> [WORK TO COMPLETE]: Note each line of the entries that includes "orange". Then copy those lines.

> [INPUT DATA]:
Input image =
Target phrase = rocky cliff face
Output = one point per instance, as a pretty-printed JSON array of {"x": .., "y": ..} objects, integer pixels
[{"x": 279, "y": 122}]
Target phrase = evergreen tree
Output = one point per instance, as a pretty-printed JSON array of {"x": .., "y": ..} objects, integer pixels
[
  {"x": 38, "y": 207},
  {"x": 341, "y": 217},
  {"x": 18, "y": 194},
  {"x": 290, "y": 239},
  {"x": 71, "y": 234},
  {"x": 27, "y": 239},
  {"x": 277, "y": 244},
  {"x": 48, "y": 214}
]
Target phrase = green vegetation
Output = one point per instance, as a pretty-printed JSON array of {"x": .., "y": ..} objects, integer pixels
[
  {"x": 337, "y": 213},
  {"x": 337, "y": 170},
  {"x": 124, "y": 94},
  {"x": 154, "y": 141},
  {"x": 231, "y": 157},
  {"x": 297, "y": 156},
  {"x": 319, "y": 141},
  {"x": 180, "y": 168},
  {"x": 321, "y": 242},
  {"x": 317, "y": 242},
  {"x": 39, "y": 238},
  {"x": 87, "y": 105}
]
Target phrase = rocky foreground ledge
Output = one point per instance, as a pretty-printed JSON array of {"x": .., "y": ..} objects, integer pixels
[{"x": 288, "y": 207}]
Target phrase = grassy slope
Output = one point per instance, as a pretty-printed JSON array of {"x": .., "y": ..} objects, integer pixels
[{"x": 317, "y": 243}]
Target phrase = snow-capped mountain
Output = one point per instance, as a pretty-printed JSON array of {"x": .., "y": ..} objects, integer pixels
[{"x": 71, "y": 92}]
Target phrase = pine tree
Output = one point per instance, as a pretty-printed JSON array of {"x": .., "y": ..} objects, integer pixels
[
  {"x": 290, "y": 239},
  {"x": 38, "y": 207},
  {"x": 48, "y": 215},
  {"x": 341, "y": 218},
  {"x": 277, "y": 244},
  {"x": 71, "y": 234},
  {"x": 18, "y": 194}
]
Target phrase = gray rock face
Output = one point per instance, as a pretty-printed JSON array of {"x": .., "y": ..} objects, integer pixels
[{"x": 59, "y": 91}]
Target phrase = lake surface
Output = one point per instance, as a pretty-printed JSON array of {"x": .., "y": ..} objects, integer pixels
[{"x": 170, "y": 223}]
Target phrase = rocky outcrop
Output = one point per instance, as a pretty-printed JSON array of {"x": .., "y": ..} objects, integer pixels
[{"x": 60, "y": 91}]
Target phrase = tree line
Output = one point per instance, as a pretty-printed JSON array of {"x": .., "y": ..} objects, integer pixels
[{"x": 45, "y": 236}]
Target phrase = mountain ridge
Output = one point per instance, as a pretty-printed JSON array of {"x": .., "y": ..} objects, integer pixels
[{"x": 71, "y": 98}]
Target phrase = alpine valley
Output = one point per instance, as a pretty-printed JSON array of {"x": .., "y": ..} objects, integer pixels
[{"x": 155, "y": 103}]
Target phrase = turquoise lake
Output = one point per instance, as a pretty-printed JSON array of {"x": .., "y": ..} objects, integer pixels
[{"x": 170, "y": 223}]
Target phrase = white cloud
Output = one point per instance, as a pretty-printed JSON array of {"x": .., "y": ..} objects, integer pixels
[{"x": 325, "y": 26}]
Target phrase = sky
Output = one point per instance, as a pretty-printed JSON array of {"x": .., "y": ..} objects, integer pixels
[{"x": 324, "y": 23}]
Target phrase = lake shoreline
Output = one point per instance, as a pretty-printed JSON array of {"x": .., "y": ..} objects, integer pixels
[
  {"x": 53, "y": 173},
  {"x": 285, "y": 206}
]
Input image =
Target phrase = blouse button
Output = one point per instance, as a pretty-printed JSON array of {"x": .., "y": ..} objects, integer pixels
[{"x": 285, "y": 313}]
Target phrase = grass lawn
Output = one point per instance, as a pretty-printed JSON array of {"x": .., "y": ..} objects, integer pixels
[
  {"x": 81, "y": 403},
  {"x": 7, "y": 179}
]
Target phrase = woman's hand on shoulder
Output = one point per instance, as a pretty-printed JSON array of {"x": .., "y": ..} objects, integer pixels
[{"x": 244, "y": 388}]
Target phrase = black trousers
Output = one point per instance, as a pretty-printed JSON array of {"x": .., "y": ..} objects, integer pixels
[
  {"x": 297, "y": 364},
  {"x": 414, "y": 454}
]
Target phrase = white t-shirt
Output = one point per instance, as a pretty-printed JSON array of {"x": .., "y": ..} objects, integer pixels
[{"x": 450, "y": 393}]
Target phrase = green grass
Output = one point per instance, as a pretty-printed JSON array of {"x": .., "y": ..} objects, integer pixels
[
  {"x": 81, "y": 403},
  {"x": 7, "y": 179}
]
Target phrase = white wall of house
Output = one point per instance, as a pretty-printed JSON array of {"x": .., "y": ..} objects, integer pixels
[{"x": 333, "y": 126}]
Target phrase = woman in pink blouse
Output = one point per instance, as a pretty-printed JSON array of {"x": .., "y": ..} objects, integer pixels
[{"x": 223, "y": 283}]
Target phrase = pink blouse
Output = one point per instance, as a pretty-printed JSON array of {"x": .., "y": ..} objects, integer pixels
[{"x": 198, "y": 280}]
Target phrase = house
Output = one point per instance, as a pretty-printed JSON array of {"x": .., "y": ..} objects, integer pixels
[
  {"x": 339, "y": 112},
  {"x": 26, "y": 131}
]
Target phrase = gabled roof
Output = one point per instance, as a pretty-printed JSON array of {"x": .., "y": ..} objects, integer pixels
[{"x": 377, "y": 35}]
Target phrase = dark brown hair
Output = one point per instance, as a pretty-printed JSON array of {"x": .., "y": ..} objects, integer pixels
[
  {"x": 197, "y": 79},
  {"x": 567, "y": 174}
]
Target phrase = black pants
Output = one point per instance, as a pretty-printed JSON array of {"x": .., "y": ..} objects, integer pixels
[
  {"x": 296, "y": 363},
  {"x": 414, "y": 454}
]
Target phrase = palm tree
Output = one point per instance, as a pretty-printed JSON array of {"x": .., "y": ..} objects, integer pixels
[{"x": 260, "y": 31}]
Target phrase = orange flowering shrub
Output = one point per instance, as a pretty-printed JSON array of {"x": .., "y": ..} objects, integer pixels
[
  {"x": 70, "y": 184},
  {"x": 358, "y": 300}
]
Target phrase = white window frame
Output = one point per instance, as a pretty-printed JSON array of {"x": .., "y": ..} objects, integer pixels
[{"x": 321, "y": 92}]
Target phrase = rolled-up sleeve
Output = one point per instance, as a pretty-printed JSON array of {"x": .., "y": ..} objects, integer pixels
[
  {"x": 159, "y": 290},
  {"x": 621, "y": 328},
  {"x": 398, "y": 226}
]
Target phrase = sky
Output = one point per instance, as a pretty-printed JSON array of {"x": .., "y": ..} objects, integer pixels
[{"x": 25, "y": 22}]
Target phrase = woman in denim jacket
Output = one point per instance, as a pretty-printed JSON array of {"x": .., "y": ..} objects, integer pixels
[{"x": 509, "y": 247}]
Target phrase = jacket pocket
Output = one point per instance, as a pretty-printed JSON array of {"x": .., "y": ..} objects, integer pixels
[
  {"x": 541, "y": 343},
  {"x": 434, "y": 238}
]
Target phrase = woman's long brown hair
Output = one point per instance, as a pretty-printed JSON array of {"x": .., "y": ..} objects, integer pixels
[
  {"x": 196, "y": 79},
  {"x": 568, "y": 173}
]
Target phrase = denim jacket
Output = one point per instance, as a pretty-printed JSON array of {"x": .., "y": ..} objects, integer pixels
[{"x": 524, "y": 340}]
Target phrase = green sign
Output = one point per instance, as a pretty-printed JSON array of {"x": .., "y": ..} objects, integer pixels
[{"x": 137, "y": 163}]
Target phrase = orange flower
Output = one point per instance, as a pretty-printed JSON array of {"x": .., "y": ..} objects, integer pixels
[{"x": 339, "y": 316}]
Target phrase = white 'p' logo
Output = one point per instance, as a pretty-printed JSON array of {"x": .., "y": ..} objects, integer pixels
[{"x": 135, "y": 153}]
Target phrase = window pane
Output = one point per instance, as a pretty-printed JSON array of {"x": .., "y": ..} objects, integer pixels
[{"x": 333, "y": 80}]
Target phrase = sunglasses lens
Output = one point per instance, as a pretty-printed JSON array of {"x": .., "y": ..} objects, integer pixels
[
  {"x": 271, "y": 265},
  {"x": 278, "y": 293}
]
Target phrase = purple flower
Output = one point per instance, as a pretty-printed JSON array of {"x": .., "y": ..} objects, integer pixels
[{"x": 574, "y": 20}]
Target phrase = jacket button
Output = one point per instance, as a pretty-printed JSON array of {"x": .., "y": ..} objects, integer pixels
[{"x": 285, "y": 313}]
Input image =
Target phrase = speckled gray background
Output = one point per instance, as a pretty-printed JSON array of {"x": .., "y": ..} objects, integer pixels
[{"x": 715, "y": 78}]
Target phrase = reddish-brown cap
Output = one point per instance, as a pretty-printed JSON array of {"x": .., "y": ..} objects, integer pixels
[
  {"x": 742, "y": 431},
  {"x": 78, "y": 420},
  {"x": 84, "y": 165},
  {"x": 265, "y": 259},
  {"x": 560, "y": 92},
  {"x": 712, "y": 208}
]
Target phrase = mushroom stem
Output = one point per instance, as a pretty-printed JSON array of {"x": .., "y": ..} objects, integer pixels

> [YOUR SOLUTION]:
Target phrase = orange flowering shrub
Target phrase = orange flower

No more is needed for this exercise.